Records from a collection
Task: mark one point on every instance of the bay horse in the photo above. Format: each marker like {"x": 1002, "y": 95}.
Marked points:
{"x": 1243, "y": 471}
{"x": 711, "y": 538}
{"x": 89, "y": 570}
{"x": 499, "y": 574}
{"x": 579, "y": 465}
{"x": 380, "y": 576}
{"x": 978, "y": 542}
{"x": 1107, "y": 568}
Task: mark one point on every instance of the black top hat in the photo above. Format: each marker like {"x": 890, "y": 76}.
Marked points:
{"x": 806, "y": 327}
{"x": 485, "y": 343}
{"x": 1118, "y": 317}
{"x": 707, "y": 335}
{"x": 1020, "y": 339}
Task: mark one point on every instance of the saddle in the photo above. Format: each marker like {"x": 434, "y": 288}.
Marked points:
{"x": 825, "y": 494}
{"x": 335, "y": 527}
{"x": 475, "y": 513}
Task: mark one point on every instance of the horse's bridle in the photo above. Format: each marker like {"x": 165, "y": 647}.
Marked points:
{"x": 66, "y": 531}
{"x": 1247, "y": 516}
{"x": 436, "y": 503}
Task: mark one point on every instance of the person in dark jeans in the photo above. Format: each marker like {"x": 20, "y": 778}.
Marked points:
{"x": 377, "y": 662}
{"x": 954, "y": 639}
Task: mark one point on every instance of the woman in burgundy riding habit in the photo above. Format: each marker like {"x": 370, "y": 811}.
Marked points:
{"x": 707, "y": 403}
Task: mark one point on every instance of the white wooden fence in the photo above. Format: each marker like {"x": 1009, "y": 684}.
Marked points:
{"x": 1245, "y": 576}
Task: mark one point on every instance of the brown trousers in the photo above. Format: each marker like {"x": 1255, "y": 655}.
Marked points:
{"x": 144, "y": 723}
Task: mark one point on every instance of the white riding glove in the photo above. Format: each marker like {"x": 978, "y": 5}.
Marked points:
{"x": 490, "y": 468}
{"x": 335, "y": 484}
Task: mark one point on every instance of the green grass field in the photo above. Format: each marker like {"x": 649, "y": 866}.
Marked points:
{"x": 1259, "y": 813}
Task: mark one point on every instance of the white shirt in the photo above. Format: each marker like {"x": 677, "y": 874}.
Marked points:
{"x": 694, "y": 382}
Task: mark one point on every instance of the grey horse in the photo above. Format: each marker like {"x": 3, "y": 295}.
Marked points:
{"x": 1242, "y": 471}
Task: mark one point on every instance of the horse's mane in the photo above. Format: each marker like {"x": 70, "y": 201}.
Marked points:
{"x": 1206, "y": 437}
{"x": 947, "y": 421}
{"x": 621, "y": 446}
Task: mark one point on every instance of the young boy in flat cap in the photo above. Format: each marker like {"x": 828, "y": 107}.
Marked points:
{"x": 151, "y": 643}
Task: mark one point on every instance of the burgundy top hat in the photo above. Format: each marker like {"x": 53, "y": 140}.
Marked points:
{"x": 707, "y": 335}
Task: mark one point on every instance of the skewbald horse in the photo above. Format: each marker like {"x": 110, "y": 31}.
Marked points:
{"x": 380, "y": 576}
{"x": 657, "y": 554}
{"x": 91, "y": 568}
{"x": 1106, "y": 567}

• **Exercise brief**: All lines from the one with "Task: mark one point on every instance of the grey" through the end of the data must be repeated exactly, and nothing else may be repeated.

• **Answer to the exercise**:
Task: mark one point on every instance of the grey horse in the photo above. Format: each marker like {"x": 3, "y": 295}.
Marked points:
{"x": 1242, "y": 471}
Task: mark one point on every instance of the horse's mane in the photo above. Format: each marker like {"x": 70, "y": 201}.
Marked points:
{"x": 1206, "y": 437}
{"x": 947, "y": 421}
{"x": 621, "y": 446}
Task: mark one point on every instance of the young boy in flat cap in the photo above. Format: each marker like {"x": 828, "y": 107}.
Marked points:
{"x": 151, "y": 643}
Task: mark one point on every instance of the burgundy top hat in the photo above. Format: each marker like {"x": 53, "y": 140}.
Marked points:
{"x": 707, "y": 335}
Task: mark one point on every instance of the skewbald horse in the photo above. Format: each marker like {"x": 110, "y": 31}.
Marked points:
{"x": 380, "y": 576}
{"x": 657, "y": 554}
{"x": 91, "y": 568}
{"x": 1106, "y": 567}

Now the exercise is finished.